## What is required
From the records below, transcribe exactly the lines that begin at the line with "Target: porch step" and end at the line with "Target: white trim", both included.

## Stored entries
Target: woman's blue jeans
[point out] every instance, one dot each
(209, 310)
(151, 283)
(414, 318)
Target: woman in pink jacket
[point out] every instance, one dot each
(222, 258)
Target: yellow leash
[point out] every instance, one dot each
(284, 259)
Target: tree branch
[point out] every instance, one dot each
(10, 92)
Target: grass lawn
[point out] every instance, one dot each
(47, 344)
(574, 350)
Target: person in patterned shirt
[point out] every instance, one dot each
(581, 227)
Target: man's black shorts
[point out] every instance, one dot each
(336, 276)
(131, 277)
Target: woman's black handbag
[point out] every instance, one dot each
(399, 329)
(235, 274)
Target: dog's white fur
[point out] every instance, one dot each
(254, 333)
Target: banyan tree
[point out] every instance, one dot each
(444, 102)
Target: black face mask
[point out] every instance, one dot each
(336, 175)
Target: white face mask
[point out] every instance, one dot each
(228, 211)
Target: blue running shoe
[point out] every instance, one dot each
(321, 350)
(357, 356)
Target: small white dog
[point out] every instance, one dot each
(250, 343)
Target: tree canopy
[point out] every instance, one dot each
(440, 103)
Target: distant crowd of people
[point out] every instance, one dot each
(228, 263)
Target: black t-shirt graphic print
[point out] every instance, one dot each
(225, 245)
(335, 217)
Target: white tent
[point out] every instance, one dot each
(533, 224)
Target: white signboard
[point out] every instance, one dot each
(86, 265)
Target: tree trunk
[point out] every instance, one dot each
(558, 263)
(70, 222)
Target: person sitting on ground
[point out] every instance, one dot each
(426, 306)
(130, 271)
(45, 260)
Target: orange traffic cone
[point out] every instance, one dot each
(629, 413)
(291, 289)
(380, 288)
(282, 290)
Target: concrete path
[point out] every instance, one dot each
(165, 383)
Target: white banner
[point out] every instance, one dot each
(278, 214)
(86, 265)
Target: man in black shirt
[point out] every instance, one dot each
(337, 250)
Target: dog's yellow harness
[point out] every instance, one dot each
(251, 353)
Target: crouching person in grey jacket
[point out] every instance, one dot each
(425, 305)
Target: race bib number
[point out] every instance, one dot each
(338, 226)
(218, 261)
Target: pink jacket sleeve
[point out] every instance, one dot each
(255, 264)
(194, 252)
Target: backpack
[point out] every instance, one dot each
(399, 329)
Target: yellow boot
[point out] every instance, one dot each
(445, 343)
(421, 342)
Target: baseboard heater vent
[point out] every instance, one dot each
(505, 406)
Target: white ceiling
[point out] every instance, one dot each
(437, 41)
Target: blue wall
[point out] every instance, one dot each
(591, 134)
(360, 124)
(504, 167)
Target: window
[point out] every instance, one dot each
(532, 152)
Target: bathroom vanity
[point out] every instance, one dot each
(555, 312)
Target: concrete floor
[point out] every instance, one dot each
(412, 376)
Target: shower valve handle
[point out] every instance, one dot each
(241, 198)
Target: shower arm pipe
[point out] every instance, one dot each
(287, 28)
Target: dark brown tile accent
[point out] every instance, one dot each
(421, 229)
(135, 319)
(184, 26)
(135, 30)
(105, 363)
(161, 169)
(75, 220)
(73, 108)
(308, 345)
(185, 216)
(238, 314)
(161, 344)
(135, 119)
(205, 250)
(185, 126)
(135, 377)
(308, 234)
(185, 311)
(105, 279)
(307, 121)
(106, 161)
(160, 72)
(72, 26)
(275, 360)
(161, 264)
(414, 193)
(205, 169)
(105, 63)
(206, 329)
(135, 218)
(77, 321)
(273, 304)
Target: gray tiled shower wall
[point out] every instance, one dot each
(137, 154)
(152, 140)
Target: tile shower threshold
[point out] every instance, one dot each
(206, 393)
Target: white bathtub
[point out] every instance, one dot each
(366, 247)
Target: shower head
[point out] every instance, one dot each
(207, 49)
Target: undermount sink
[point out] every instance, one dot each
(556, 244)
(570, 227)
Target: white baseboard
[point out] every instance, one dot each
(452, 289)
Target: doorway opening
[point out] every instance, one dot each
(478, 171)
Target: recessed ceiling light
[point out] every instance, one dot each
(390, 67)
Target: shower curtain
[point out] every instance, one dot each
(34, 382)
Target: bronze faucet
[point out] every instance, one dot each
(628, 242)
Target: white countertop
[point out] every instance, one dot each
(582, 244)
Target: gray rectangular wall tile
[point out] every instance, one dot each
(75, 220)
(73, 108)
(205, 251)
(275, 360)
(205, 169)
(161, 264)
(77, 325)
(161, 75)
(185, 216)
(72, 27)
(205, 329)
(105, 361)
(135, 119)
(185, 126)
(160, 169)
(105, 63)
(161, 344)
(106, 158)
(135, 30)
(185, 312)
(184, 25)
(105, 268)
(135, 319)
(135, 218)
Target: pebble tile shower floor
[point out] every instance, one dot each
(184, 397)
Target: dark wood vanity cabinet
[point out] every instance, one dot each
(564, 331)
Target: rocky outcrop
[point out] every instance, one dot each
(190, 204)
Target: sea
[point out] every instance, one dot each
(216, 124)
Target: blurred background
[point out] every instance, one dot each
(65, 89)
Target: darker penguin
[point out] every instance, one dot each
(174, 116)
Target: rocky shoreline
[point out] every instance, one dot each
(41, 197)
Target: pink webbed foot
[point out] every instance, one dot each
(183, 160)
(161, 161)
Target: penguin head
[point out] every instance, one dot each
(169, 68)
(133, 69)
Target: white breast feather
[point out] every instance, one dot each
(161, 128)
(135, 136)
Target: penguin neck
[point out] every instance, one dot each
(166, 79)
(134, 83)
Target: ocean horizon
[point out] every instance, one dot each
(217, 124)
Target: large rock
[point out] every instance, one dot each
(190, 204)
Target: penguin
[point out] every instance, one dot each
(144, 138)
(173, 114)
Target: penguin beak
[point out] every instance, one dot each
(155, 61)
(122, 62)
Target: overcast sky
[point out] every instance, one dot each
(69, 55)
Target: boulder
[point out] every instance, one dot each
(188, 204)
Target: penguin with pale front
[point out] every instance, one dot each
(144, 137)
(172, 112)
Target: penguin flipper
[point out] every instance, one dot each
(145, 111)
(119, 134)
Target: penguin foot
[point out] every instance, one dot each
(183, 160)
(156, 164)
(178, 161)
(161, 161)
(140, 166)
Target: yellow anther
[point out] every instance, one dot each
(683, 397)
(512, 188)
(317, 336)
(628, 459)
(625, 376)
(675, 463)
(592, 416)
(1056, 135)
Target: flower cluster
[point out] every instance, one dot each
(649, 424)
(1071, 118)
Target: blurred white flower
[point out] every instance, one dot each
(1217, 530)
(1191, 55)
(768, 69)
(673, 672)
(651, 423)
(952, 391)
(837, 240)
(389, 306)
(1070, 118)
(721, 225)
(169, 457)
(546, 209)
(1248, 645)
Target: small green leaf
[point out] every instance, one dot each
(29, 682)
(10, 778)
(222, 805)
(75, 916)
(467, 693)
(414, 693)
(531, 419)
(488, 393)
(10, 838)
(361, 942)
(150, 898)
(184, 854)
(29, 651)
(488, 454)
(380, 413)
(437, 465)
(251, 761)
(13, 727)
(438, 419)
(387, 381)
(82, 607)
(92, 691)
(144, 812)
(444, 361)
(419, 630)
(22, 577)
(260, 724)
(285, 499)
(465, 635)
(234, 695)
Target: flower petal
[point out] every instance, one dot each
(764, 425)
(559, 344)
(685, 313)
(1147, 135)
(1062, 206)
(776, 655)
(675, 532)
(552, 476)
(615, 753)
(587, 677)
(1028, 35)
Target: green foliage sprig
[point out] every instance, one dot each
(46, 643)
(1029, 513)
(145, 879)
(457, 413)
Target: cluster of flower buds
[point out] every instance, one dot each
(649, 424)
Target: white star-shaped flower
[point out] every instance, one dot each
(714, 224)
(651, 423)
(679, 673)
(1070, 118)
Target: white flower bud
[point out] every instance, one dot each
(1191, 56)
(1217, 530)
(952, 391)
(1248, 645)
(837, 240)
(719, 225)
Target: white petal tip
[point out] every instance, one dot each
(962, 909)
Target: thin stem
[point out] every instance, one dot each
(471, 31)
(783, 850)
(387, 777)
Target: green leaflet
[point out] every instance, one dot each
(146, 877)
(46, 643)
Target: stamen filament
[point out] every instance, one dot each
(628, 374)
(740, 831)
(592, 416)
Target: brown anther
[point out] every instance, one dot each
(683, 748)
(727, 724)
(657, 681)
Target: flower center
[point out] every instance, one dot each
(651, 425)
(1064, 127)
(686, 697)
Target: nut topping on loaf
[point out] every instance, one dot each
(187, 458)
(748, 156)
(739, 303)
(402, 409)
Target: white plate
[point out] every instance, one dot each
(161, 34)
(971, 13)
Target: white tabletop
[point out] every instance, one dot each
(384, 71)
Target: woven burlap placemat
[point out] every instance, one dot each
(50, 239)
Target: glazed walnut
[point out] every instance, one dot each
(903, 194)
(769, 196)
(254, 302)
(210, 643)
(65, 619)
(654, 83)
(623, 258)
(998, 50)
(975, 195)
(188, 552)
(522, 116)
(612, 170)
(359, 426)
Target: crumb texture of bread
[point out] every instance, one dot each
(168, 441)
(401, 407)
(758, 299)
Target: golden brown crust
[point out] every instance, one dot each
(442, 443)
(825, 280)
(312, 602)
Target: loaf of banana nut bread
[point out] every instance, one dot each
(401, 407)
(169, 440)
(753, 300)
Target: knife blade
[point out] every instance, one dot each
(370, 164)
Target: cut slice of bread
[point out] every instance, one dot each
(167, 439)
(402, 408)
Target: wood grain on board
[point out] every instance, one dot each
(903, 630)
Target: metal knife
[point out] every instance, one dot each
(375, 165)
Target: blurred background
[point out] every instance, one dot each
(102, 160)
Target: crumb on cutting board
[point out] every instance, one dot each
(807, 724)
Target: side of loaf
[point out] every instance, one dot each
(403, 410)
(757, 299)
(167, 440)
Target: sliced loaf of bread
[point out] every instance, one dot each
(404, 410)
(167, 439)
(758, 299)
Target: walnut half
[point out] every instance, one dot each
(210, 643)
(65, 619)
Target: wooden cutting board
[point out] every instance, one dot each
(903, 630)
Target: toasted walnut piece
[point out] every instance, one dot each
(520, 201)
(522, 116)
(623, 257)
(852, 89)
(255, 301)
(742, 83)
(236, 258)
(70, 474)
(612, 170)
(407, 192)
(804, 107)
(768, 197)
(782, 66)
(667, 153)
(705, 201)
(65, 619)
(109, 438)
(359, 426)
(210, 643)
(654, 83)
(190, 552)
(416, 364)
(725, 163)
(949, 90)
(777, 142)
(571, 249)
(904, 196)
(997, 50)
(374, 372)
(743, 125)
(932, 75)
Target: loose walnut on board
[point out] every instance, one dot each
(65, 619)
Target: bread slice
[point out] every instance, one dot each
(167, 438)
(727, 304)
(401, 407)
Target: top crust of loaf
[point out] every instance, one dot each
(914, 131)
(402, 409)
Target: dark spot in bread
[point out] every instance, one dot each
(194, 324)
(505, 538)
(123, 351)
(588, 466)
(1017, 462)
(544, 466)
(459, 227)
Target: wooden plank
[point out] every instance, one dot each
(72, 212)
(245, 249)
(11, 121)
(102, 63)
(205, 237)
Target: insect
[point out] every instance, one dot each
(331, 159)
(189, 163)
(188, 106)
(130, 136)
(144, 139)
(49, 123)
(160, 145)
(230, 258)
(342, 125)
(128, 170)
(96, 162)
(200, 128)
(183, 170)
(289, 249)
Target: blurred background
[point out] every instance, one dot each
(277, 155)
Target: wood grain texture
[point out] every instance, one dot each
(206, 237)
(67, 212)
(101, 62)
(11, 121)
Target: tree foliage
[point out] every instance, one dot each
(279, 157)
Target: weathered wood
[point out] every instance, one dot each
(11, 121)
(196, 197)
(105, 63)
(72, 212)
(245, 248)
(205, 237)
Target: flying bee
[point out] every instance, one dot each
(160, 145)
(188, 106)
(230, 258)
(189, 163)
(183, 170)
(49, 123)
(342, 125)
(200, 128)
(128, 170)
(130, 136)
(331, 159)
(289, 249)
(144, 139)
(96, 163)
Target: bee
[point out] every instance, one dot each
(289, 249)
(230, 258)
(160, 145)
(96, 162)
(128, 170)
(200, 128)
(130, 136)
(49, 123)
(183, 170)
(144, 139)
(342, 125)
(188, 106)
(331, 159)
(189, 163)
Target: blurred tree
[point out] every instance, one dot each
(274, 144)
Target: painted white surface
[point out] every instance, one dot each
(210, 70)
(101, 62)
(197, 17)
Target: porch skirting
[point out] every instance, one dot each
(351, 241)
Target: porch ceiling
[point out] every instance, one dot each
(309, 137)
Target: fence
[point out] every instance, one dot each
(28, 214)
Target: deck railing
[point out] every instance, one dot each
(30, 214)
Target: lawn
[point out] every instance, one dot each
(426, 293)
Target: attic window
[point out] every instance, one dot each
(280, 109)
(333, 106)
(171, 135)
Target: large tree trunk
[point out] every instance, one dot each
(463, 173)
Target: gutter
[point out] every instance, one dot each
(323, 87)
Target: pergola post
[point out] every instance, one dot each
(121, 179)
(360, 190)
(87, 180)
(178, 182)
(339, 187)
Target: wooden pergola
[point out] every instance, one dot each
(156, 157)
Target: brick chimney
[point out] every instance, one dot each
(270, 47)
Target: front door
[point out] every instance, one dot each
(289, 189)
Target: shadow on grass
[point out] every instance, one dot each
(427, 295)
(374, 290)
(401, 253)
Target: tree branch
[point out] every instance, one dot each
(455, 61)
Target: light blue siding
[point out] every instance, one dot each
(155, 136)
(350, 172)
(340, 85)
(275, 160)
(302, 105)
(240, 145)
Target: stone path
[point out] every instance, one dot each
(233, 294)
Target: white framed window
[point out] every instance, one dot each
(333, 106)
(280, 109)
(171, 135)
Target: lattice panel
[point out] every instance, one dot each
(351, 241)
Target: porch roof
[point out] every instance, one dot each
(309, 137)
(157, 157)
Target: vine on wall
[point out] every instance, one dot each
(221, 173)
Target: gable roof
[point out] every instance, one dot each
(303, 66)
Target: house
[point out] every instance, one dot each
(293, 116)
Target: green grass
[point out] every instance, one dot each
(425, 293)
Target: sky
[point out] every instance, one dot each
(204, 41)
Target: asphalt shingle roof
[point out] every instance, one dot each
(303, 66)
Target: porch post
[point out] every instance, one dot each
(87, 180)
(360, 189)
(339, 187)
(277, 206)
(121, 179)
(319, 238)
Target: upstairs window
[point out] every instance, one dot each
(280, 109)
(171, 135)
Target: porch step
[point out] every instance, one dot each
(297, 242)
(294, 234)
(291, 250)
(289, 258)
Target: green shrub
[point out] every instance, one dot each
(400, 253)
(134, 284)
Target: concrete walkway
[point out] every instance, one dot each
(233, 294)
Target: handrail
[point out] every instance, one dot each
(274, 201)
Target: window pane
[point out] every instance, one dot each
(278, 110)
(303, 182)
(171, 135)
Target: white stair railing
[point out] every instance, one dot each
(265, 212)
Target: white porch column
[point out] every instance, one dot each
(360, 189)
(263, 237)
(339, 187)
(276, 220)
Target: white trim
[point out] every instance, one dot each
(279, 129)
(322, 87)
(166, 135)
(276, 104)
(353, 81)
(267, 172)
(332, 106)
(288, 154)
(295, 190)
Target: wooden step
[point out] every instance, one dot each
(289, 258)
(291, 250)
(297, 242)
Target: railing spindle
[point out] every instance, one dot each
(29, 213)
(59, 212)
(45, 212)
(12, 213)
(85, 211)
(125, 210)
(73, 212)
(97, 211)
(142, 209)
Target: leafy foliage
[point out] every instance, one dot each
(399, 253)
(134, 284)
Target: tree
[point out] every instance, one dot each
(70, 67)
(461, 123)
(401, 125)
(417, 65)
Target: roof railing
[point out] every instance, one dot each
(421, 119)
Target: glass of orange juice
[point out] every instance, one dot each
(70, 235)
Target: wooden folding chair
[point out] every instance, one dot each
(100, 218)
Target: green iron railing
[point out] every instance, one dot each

## Completed exercise
Target: porch step
[point out] every instance, one dot each
(297, 242)
(294, 234)
(291, 250)
(289, 258)
Target: green shrub
[point out] every instance, one dot each
(400, 253)
(134, 284)
Target: concrete walkway
[point out] every instance, one dot each
(233, 294)
Target: handrail
[point out] every instance, one dot each
(274, 201)
Target: window pane
[point out] every instance, one dot each
(278, 110)
(303, 182)
(171, 135)
Target: white stair railing
[point out] every instance, one dot each
(265, 212)
Target: white porch column
[point out] every instance, one dot each
(360, 189)
(263, 237)
(339, 187)
(276, 220)
Target: white trim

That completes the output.